→ TEXT TO READ:
══════════
Relearning Math: Comparing Resources for the Best Learning Experience

[Hsopitalist]

One last thing. I gave myself a year to do algebra, precalculus and trig. Starting with those two EdX courses made a HUGE difference there. Now I'm on to calculus I'm doing at least ten problems per day and the steady exposure really helps.

And I use a trig text by Lial. I've found it quite useful in explaining the really basic stuff.

Good luck and get to work! Keep us posted on your progress

 

[econreader]

I noticed the page count of Gelfand's books as well. I figured they were so short because they weren't filled with a bunch of pictures, and popups and whatever else algebra books printed in the 2010s contain.

Well, trigonometry is the only one which is a bit like a textbook. It is still kind of short (but I guess the length is normal for a school textbook). Of course, Gelfand being one of the top mathematicians, one can still learn a lot from anything he writes. Same with Polya. I just wouldn't expect these books to replace read & drill from more conventional sources. I don't know much about precalculus books since I learned it while in secondary school, but you may want to check one of the books by Allendoerfer and Oakley which is often recommended here. I read their book as a refresher some time ago and I can confirm that it is awesome. Also, it's very cheap for a second hand copy.

Yes, I read the same book by Eccles as what you ordered. I was skeptical at first but it is actually quite good unlike some "introduction to proofs" books which are often superficial. I supplemented it with Norman Biggs' Discrete mathematics for a couple of topics, but since you have one by Rosen, you should be able to use it instead.

The books by Euclid are mind-blowing but will require a very serious commitment - so I personally put them aside till I have free time to study them. Same with Euler - it's fun to read a genius (and actually quite easy to follow this one), but he goes into topics which are not so immediately pressing to learn, so I'd keep it aside and turn to it for fun reading and use the time to focus on the shortest reading path to calculus.

 

[MidgetDwarf]

I just checked out the courses from ASU. It looks like they have precalculus and college algebra/problem solving ones open for enrolment right now.

I think I just got so many resources now that I might wait until I get through the more elementary stuff and use the precalculus course they offer to supplement Santos' precalculus book that I downloaded.
══════════
→ PROBLEMS:
a. In the thread on relearning math, turn the paragraph beginning "Well, trigonometry is the only one" into a short bulleted list that keeps its main facts.
b. Decide whether each statement agrees with the thread on relearning math, answering yes or no and quoting the words that settle it: (i) The poster Hsopitalist does at least ten calculus problems per day. (ii) The poster econreader found the Eccles book superficial. (iii) The poster MidgetDwarf may use the ASU precalculus course to supplement Santos' precalculus book.
The material after the thread isn't needed here.

(Excerpts from location labeling data)
══════════
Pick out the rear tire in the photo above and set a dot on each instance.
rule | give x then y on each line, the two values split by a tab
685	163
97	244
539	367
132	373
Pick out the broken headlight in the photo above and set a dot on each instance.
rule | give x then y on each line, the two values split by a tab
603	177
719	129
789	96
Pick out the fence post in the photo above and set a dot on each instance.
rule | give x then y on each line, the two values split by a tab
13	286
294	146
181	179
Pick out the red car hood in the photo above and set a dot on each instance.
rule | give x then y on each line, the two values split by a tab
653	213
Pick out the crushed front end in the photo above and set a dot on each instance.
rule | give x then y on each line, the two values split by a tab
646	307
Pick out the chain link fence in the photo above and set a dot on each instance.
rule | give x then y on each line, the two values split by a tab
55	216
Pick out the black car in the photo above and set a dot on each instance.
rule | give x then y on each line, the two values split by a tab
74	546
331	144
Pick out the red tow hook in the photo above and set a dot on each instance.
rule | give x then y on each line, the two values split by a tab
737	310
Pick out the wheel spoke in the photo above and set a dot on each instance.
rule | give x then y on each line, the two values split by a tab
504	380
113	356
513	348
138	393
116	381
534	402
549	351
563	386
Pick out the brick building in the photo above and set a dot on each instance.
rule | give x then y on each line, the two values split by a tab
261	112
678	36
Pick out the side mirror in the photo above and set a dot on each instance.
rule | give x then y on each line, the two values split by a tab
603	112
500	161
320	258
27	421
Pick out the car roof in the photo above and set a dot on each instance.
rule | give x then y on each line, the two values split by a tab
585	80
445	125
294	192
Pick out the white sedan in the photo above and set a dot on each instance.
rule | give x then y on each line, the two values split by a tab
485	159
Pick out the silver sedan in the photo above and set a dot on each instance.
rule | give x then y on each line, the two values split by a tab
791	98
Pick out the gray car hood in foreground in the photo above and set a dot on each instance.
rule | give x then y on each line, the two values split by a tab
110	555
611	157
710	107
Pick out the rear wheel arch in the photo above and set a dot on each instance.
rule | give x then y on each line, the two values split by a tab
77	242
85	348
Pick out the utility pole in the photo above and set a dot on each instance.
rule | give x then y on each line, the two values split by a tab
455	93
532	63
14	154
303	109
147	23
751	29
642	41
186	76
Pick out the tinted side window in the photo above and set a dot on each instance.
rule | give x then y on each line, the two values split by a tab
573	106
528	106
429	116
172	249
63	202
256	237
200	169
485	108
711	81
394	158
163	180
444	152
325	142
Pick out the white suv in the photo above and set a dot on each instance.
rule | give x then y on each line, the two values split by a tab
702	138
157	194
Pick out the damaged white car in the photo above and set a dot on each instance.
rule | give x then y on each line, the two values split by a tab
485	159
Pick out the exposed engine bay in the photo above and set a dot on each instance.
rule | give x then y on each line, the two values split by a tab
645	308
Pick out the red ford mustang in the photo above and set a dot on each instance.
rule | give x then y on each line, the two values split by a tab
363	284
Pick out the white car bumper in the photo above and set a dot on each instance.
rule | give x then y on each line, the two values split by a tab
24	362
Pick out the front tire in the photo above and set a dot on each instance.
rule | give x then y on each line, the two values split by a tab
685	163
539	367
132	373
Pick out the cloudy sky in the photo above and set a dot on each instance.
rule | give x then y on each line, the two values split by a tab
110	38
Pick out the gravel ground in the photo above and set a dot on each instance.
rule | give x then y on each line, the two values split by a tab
══════════
→ SOLUTION SET:
a.
- Of Gelfand's books, only the trigonometry one is somewhat like a textbook. It is still fairly short, though about normal length for a school textbook.
- Gelfand is one of the top mathematicians, so anything he writes teaches a lot. The same goes for Polya.
- These books shouldn't be expected to replace reading and drilling from more conventional sources.
- The writer learned precalculus in secondary school and knows little about precalculus books.
- Allendoerfer and Oakley's books are often recommended on the forum. The writer read one as a refresher, found it awesome, and notes that a secondhand copy is very cheap.

b.
(i) Yes: "Now I'm on to calculus I'm doing at least ten problems per day"
(ii) No: "it is actually quite good unlike some "introduction to proofs" books which are often superficial"
(iii) Yes: "use the precalculus course they offer to supplement Santos' precalculus book that I downloaded"